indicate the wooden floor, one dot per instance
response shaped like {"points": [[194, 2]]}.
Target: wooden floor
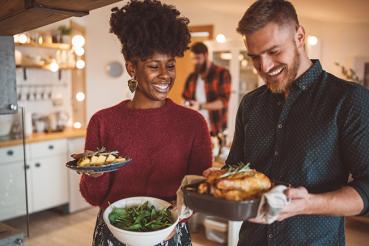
{"points": [[57, 229]]}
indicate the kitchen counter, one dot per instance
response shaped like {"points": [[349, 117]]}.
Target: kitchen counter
{"points": [[39, 137]]}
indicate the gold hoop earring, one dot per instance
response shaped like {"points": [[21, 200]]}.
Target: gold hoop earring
{"points": [[132, 84]]}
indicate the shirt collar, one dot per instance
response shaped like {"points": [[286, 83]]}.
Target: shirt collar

AIM: Output the lines above as a JSON array of strings, one string per line, skipping blank lines and leaving out the images.

TASK SOLUTION:
[
  "indicate the wooden floor, one dot per instance",
  "response shaped like {\"points\": [[194, 2]]}.",
  "Target: wooden floor",
  "{\"points\": [[57, 229]]}",
  "indicate the kitchen counter, one dot per instance",
  "response shaped like {\"points\": [[349, 117]]}.",
  "Target: kitchen counter",
  "{\"points\": [[39, 137]]}",
  "indicate the gold hoop earring, one dot per instance",
  "response shaped like {\"points\": [[21, 200]]}.",
  "Target: gold hoop earring",
  "{\"points\": [[132, 84]]}",
  "indicate the shirt collar, one dot per instance",
  "response shaped like {\"points\": [[286, 83]]}.",
  "Target: shirt collar"
]